- WORK REQUIRED: Below are some records. Repeat exactly the lines from the one containing "Question. For every instance of the white ceramic" through the final line.

- EXERCISE MATERIALS:
◆ ◆ ◆ ◆ ◆

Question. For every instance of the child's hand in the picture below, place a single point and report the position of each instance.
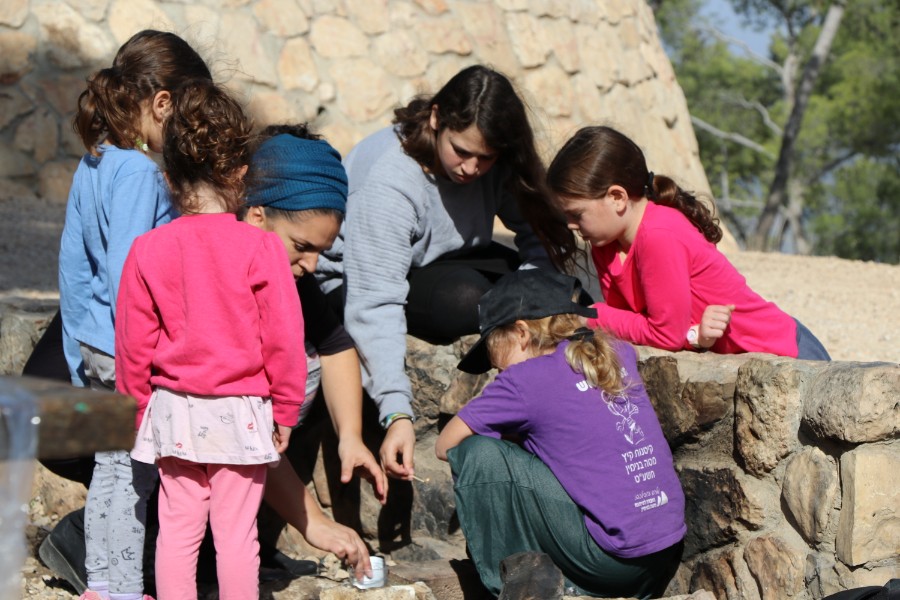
(713, 324)
(280, 437)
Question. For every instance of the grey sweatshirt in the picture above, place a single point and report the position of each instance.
(399, 217)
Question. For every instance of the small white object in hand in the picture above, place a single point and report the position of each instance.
(379, 572)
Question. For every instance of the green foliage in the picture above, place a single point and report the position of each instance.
(849, 138)
(861, 216)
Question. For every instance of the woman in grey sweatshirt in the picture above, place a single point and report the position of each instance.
(416, 251)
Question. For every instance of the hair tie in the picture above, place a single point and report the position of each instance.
(648, 188)
(582, 333)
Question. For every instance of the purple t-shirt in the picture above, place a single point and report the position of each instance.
(608, 453)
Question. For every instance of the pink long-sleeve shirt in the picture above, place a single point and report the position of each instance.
(207, 305)
(669, 276)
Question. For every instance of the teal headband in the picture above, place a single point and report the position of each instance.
(291, 173)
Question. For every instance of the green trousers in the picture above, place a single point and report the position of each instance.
(508, 501)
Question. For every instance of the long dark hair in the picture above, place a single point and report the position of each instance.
(598, 157)
(487, 99)
(150, 62)
(206, 141)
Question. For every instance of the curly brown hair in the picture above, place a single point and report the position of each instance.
(598, 157)
(206, 141)
(150, 62)
(485, 98)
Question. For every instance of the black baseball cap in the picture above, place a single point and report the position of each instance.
(524, 294)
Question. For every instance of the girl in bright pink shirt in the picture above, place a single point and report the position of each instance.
(654, 246)
(207, 337)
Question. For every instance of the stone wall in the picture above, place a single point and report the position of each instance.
(789, 467)
(345, 64)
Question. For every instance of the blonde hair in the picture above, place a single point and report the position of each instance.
(591, 354)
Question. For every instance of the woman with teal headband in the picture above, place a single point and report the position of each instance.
(298, 190)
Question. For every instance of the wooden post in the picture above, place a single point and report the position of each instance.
(74, 421)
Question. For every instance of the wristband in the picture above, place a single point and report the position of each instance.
(693, 336)
(389, 420)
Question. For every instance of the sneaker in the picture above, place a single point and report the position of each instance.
(54, 556)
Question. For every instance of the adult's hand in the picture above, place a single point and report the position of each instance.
(397, 450)
(356, 459)
(327, 535)
(286, 493)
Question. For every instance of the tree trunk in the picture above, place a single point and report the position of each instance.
(778, 194)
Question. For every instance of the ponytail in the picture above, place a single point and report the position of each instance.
(589, 352)
(107, 109)
(667, 193)
(150, 62)
(596, 158)
(206, 141)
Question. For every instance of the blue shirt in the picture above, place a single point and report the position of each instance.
(114, 198)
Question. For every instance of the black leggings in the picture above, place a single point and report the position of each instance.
(442, 303)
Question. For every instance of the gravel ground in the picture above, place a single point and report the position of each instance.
(852, 306)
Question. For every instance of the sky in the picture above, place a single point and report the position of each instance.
(720, 14)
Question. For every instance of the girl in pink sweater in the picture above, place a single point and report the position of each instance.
(654, 246)
(209, 341)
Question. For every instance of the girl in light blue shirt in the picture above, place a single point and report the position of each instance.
(117, 194)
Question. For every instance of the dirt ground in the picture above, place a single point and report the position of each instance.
(852, 306)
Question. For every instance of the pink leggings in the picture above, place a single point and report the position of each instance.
(229, 495)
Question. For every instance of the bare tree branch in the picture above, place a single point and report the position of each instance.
(756, 105)
(733, 137)
(778, 192)
(752, 54)
(828, 167)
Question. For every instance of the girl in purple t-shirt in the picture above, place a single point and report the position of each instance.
(592, 485)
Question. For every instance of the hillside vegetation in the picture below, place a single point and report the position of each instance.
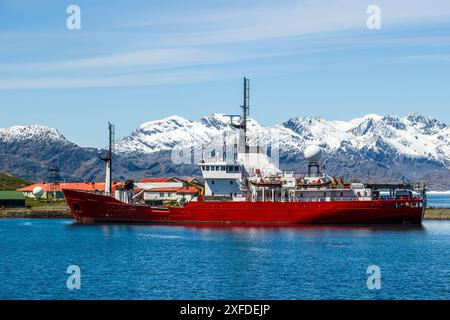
(9, 182)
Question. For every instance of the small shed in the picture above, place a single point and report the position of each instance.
(12, 199)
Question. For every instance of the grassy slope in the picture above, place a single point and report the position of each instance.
(9, 182)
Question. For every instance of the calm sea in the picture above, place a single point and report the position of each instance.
(167, 262)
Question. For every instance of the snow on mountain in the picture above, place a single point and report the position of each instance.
(390, 148)
(33, 133)
(412, 136)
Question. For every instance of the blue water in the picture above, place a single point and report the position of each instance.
(167, 262)
(439, 200)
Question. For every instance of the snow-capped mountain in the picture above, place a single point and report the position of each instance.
(390, 148)
(33, 133)
(414, 136)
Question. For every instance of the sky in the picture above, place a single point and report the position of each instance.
(135, 61)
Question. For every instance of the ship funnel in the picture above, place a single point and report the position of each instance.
(108, 159)
(313, 154)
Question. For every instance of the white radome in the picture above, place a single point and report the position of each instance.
(313, 153)
(38, 192)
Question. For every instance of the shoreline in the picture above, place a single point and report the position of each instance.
(63, 212)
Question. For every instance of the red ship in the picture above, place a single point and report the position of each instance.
(250, 189)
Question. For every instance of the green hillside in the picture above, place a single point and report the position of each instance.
(9, 182)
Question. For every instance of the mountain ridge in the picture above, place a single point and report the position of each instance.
(409, 148)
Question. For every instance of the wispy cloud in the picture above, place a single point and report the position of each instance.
(158, 49)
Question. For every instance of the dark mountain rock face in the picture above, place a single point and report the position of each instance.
(394, 149)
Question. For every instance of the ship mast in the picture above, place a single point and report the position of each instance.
(242, 125)
(108, 159)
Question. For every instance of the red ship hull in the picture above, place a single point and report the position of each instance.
(89, 207)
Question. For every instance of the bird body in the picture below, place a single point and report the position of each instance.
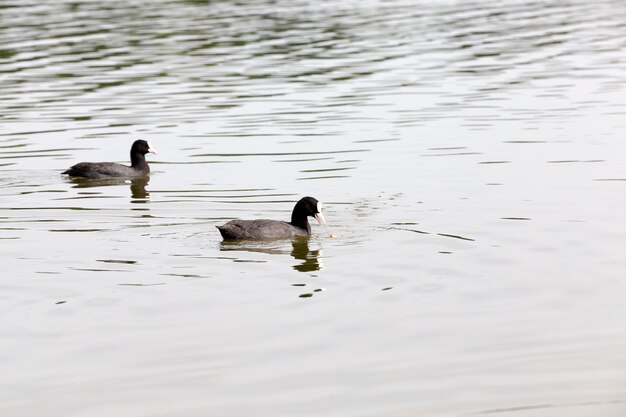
(104, 170)
(276, 229)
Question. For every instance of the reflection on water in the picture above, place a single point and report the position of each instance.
(311, 259)
(308, 260)
(137, 185)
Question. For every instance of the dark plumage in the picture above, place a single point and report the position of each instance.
(274, 229)
(101, 170)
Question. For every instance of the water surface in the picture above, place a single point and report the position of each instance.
(470, 160)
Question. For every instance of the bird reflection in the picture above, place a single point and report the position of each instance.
(308, 260)
(137, 186)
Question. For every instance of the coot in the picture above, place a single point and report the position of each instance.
(99, 170)
(274, 229)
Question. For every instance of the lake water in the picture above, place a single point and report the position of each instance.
(470, 158)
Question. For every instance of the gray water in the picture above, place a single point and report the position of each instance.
(469, 156)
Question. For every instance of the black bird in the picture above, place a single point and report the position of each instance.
(275, 229)
(100, 170)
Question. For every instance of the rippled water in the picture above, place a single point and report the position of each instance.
(469, 156)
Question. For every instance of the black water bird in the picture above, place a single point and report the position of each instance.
(103, 170)
(275, 229)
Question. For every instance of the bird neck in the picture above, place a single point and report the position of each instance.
(300, 221)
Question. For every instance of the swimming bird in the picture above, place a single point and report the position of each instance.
(275, 229)
(100, 170)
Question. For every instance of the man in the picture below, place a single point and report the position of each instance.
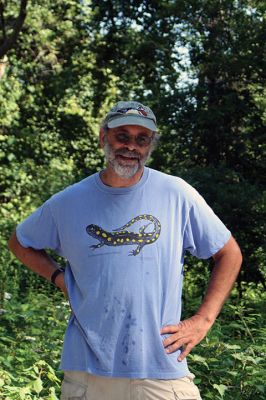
(124, 232)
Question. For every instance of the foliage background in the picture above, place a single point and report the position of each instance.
(200, 65)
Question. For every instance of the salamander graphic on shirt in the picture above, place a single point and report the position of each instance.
(123, 237)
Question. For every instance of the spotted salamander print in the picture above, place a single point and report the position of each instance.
(121, 236)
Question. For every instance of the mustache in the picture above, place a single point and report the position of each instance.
(127, 153)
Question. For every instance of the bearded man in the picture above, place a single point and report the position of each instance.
(124, 232)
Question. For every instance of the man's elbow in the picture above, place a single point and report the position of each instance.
(13, 243)
(230, 250)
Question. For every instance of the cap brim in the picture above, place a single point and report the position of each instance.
(132, 120)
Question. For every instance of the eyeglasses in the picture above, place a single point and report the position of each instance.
(140, 110)
(141, 140)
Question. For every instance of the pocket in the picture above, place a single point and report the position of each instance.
(185, 389)
(72, 391)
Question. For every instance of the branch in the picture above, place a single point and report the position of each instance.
(9, 42)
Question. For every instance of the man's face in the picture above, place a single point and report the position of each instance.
(127, 148)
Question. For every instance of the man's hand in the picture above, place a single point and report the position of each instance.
(60, 283)
(190, 332)
(185, 335)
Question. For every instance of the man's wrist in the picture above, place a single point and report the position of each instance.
(55, 274)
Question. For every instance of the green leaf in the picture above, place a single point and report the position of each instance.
(37, 385)
(221, 389)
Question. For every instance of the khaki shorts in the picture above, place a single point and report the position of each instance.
(84, 386)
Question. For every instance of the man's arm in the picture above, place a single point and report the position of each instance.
(36, 260)
(190, 332)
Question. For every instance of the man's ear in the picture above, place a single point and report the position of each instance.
(101, 138)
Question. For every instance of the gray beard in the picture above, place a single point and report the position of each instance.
(124, 171)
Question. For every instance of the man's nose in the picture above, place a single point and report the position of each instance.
(131, 144)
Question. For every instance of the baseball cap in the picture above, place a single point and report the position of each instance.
(130, 113)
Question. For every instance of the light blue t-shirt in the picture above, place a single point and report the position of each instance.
(125, 250)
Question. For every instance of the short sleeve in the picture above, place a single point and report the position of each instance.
(39, 230)
(205, 233)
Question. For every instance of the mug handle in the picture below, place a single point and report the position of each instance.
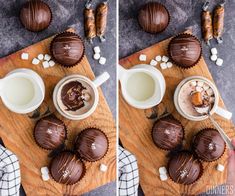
(224, 113)
(98, 81)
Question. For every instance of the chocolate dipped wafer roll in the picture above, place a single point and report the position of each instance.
(218, 22)
(206, 21)
(101, 20)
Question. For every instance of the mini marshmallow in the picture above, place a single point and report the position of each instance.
(158, 58)
(193, 83)
(45, 64)
(169, 64)
(45, 177)
(219, 62)
(47, 57)
(103, 167)
(163, 65)
(44, 170)
(214, 51)
(199, 89)
(51, 63)
(214, 57)
(97, 49)
(102, 60)
(35, 61)
(153, 63)
(165, 58)
(220, 167)
(96, 56)
(142, 57)
(162, 170)
(163, 177)
(200, 83)
(40, 57)
(25, 56)
(205, 87)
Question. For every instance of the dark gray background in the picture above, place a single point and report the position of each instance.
(184, 14)
(66, 13)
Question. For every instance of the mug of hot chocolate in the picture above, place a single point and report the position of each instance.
(76, 97)
(196, 97)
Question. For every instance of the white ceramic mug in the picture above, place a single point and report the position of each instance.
(22, 90)
(159, 85)
(95, 95)
(215, 109)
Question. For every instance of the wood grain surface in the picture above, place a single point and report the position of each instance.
(16, 130)
(135, 131)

◆ ◆ ◆ ◆ ◆

- TASK RESULT:
Question. For every instance of the white ceramic mug in the picture above, place a single point and report the position of each instance.
(22, 90)
(159, 85)
(95, 95)
(215, 109)
Question. For every instance of the wood grain surface in the picture above, place a single point and report the position of each instance.
(16, 130)
(135, 131)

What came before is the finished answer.